# EXERCISE PROMPT
Return the lines beginning at the one that contains "[point] every instance of the surfer's" and running to the end of the records, exactly and with nothing else. Omit pictures.

# Natural-language object grounding data
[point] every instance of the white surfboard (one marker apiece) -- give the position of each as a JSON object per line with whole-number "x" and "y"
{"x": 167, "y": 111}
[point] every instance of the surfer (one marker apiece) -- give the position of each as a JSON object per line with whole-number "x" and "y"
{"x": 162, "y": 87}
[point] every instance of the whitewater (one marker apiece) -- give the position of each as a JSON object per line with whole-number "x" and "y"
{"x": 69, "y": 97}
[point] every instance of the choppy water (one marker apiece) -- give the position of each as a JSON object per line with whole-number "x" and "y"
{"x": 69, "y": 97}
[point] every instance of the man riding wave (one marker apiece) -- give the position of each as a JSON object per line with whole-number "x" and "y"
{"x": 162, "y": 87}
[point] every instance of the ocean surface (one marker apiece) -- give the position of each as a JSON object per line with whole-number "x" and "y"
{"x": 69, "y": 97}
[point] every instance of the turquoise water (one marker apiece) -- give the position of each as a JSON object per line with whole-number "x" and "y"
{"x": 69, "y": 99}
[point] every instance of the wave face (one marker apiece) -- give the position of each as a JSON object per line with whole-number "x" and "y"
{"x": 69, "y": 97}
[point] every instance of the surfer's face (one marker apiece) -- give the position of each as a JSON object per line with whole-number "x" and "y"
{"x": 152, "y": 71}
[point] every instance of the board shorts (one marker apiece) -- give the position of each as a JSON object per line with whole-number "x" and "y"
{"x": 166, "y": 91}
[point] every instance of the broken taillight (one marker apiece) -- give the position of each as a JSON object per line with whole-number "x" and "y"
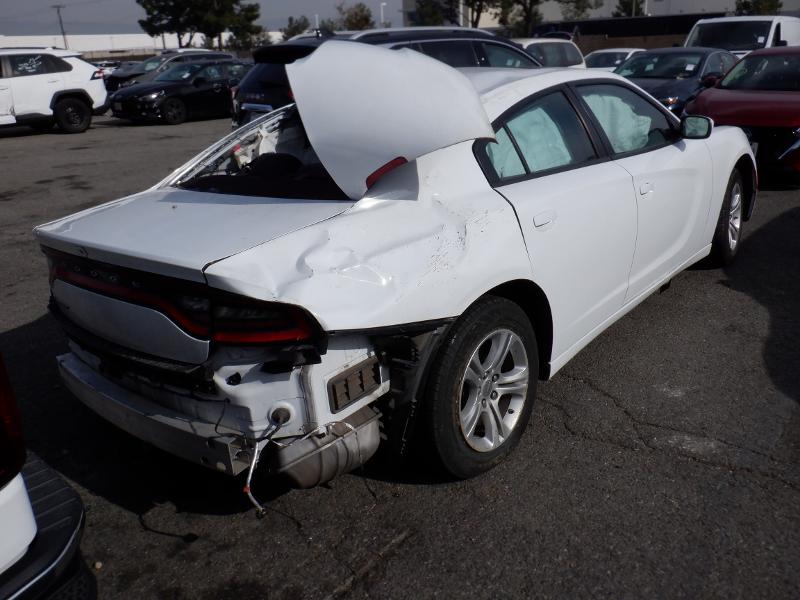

# EXERCISE RESPONSE
[point] every instance of the surfer's face (one marker apiece) -- give the position of each as a JSON object per line with whole-number "x" and "y"
{"x": 152, "y": 71}
[point] every instance of the board shorts (one marker apiece) -- give the position of each as a JSON object per line with whole-number "x" and "y"
{"x": 166, "y": 91}
[point] every instance of the broken taillight (one marker apiece) -- give the position of each as a JSON object per line with whole-number "x" and "y"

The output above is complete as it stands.